**How to complete this task:**
Wherever the word "shirt" appears in a line below, that line counts; report the total number of such lines only.

**Material to process:**
__________________________________________________
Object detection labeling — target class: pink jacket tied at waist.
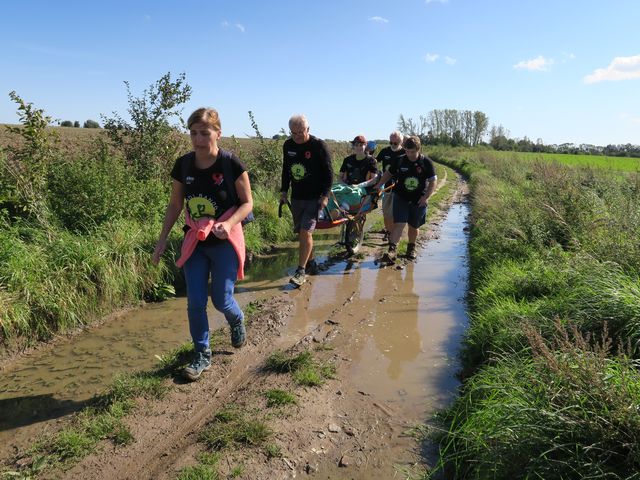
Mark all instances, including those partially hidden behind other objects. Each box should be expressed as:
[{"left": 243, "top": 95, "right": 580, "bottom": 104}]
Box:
[{"left": 175, "top": 207, "right": 245, "bottom": 280}]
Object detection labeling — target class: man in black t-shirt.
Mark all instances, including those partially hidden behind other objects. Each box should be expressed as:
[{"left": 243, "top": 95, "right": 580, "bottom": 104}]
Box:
[
  {"left": 374, "top": 135, "right": 437, "bottom": 263},
  {"left": 280, "top": 114, "right": 333, "bottom": 286},
  {"left": 375, "top": 131, "right": 406, "bottom": 241}
]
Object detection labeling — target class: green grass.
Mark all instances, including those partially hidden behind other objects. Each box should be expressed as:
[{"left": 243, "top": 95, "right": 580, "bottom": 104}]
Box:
[
  {"left": 265, "top": 350, "right": 313, "bottom": 373},
  {"left": 177, "top": 464, "right": 219, "bottom": 480},
  {"left": 493, "top": 150, "right": 640, "bottom": 172},
  {"left": 430, "top": 338, "right": 640, "bottom": 479},
  {"left": 265, "top": 349, "right": 336, "bottom": 387},
  {"left": 264, "top": 389, "right": 297, "bottom": 407},
  {"left": 264, "top": 443, "right": 282, "bottom": 458},
  {"left": 199, "top": 406, "right": 272, "bottom": 451},
  {"left": 426, "top": 146, "right": 640, "bottom": 479}
]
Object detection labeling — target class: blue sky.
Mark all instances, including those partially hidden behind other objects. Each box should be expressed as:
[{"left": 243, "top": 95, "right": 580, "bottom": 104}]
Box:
[{"left": 1, "top": 0, "right": 639, "bottom": 146}]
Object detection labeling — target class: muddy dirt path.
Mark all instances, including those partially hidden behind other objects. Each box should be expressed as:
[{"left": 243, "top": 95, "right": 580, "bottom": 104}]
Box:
[
  {"left": 2, "top": 175, "right": 469, "bottom": 479},
  {"left": 54, "top": 177, "right": 470, "bottom": 480}
]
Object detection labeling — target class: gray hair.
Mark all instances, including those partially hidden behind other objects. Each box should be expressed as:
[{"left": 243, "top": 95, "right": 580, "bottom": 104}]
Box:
[
  {"left": 288, "top": 114, "right": 309, "bottom": 130},
  {"left": 390, "top": 130, "right": 403, "bottom": 141}
]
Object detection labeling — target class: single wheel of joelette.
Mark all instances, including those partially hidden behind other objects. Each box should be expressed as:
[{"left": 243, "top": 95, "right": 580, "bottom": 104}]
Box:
[{"left": 344, "top": 216, "right": 365, "bottom": 255}]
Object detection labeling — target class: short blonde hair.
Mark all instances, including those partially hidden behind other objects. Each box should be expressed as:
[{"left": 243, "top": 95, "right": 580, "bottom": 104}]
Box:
[{"left": 187, "top": 108, "right": 221, "bottom": 131}]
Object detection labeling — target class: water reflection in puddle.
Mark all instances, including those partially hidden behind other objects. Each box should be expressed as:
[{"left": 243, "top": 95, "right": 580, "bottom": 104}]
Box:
[
  {"left": 282, "top": 203, "right": 470, "bottom": 416},
  {"left": 0, "top": 236, "right": 338, "bottom": 449}
]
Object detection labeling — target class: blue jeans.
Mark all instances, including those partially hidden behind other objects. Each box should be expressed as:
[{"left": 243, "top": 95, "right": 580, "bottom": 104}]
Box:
[{"left": 183, "top": 241, "right": 243, "bottom": 352}]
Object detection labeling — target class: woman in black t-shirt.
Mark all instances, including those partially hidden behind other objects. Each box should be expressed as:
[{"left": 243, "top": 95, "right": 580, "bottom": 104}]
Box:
[{"left": 152, "top": 107, "right": 253, "bottom": 381}]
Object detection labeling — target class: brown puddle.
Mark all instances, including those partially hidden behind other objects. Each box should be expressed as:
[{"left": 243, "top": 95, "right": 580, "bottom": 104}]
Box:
[
  {"left": 281, "top": 202, "right": 470, "bottom": 478},
  {"left": 0, "top": 239, "right": 336, "bottom": 455}
]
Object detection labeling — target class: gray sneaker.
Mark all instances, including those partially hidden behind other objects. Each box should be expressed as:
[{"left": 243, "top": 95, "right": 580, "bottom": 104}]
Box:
[
  {"left": 230, "top": 320, "right": 246, "bottom": 348},
  {"left": 184, "top": 349, "right": 211, "bottom": 381},
  {"left": 406, "top": 243, "right": 417, "bottom": 260},
  {"left": 289, "top": 267, "right": 306, "bottom": 287}
]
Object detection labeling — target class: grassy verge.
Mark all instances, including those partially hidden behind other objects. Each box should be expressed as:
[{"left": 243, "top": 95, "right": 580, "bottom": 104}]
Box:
[{"left": 422, "top": 147, "right": 640, "bottom": 479}]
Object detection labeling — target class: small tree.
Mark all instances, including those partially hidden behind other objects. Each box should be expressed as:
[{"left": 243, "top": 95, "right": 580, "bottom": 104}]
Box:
[
  {"left": 3, "top": 91, "right": 59, "bottom": 223},
  {"left": 83, "top": 119, "right": 100, "bottom": 128},
  {"left": 101, "top": 71, "right": 192, "bottom": 180},
  {"left": 73, "top": 120, "right": 80, "bottom": 128},
  {"left": 60, "top": 120, "right": 73, "bottom": 127},
  {"left": 247, "top": 111, "right": 284, "bottom": 190}
]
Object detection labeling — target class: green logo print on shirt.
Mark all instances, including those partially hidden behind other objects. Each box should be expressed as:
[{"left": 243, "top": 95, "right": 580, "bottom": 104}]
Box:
[
  {"left": 291, "top": 163, "right": 307, "bottom": 181},
  {"left": 404, "top": 177, "right": 419, "bottom": 192},
  {"left": 187, "top": 197, "right": 217, "bottom": 219}
]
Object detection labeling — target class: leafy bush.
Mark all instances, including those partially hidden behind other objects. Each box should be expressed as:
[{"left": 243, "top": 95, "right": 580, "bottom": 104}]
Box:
[{"left": 101, "top": 71, "right": 191, "bottom": 180}]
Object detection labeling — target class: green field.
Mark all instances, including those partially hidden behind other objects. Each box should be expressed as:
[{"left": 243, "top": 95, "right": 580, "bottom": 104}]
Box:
[{"left": 492, "top": 149, "right": 640, "bottom": 172}]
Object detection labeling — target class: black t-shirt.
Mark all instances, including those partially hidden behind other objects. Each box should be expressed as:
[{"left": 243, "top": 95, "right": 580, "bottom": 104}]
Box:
[
  {"left": 376, "top": 146, "right": 406, "bottom": 188},
  {"left": 339, "top": 154, "right": 378, "bottom": 185},
  {"left": 388, "top": 154, "right": 437, "bottom": 204},
  {"left": 281, "top": 135, "right": 333, "bottom": 200},
  {"left": 171, "top": 150, "right": 246, "bottom": 244}
]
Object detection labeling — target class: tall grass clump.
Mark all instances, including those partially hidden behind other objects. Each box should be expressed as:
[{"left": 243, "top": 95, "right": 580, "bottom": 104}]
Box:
[
  {"left": 429, "top": 327, "right": 640, "bottom": 479},
  {"left": 428, "top": 147, "right": 640, "bottom": 478},
  {"left": 0, "top": 217, "right": 171, "bottom": 343}
]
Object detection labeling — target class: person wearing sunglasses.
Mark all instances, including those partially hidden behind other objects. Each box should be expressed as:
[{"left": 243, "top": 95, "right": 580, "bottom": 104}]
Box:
[
  {"left": 374, "top": 135, "right": 437, "bottom": 263},
  {"left": 280, "top": 114, "right": 334, "bottom": 287},
  {"left": 375, "top": 131, "right": 406, "bottom": 242}
]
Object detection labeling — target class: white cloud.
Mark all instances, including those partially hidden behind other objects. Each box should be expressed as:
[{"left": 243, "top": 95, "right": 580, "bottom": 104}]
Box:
[
  {"left": 583, "top": 54, "right": 640, "bottom": 84},
  {"left": 221, "top": 21, "right": 245, "bottom": 32},
  {"left": 424, "top": 53, "right": 439, "bottom": 62},
  {"left": 513, "top": 55, "right": 554, "bottom": 71},
  {"left": 444, "top": 56, "right": 457, "bottom": 65},
  {"left": 369, "top": 16, "right": 389, "bottom": 23}
]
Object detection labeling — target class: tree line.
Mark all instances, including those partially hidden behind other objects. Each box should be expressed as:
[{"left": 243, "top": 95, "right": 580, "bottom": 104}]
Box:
[
  {"left": 398, "top": 111, "right": 640, "bottom": 158},
  {"left": 58, "top": 119, "right": 100, "bottom": 128}
]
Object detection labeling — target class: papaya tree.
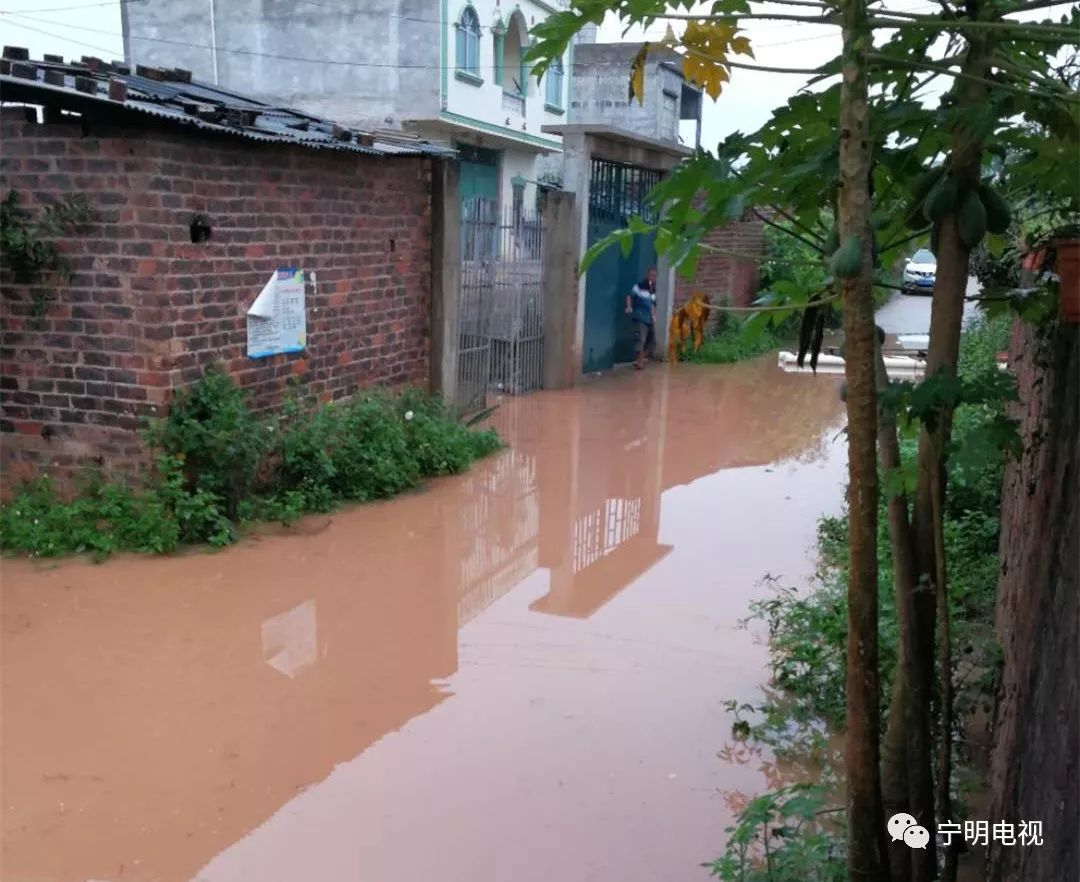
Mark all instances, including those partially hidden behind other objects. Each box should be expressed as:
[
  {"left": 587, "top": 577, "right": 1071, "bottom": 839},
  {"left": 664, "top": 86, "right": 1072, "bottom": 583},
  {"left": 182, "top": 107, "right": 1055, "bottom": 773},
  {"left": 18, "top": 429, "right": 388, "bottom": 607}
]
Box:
[{"left": 529, "top": 3, "right": 1078, "bottom": 881}]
__________________________________________________
**Expected answer:**
4